_SET TASK_:
Print the complete set of entries exactly.

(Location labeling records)
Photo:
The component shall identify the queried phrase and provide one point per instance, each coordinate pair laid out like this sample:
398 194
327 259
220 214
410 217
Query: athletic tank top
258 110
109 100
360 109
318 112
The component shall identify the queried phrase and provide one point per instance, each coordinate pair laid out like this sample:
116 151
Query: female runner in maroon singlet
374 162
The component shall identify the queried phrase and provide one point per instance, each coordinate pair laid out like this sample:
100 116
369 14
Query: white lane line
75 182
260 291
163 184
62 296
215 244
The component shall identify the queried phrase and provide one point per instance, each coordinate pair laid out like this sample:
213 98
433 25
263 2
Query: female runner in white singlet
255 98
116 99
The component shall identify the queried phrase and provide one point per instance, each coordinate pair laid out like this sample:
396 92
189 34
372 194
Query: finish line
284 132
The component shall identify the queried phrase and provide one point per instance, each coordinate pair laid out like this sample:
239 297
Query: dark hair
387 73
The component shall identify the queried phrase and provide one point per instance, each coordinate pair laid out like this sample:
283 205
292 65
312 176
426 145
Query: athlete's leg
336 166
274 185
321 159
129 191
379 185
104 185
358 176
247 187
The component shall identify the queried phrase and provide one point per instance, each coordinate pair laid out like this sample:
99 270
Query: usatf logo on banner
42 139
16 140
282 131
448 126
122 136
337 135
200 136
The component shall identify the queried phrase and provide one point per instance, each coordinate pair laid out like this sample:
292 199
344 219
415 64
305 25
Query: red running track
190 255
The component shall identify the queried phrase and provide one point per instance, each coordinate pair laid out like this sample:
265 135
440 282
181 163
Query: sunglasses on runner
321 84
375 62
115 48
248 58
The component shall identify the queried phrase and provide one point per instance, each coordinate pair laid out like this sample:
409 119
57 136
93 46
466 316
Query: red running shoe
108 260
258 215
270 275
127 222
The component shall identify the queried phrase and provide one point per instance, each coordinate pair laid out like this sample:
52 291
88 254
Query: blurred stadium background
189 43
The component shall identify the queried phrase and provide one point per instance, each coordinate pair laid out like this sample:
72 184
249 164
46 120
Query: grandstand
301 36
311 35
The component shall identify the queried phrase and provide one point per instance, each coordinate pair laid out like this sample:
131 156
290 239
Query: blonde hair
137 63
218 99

_OUTPUT FOR THIS TASK_:
Photo:
The component shall identify the queried phrase and provide one point per instance, each coordinate pair laid out like this sample:
398 194
327 259
220 214
410 217
Query: athletic tank top
258 110
109 100
360 109
318 112
The component shall identify the queried phrase and provide one point per instance, each coordinate pair laid out like this sample:
116 151
Query: female runner in maroon singlet
374 162
The component shall identify the queried phrase and provide one point per instance, each coordinate pair laid out like this sample:
100 116
369 14
Query: white lane line
75 182
260 291
163 184
62 296
215 244
The component shall identify the queried phrase and provide one point per instance, each coordinate pair laid out like this sample:
213 98
433 25
263 2
Query: female runner in white singlet
255 98
116 99
The component shall identify the queried phrase and provide one point per instance, each coordinate pair laid out like this sample:
396 92
189 34
372 194
Query: finish line
284 132
The component shall identify the queried phrase and provide one point per instance, each coordinate pair laid out like this sample:
239 297
Query: dark hair
387 73
The component shall identify the queried phrase and provide one point per instance, each coordinate pair laid out like this sample:
283 205
292 65
312 176
426 145
Query: athlete's leg
336 166
274 185
321 159
129 191
379 185
104 185
358 176
247 187
The component shall identify the queried phrase and provide one point per instance, each coordinate pair laid out like this sample:
99 270
Query: usatf logo on banner
42 139
16 140
282 131
448 126
122 136
337 135
200 136
The component shall identify the queried phrase and provide one point per instance, each coordinate pair laid out like this sample:
292 199
344 219
415 64
305 25
Query: red running track
190 255
The component shall identify the queried phrase and provide one point per instance, each coordinate pair laid out like this sample:
265 135
440 282
181 163
Query: sunglasses on runner
321 84
375 62
115 48
248 58
The component shall identify the queried phrase and provide one point per instance, each coordinate pair laid out like this sample:
409 119
57 136
93 46
466 316
Query: red running shoe
108 260
258 215
270 275
127 222
The component shall identify the queried phrase and provide one point per instance, each coordinate pair laid out like this sample:
52 291
88 254
Query: blurred stadium background
189 43
The component shall identify the queried phrase and provide one point per instance, each coordinate pair laid out like this sample:
72 184
249 164
46 120
Query: grandstand
301 36
311 35
The component shall identify the queried phrase and provide one point per instance, each coordinate pair laid out like this sample:
131 156
290 239
Query: blonde hair
137 63
218 99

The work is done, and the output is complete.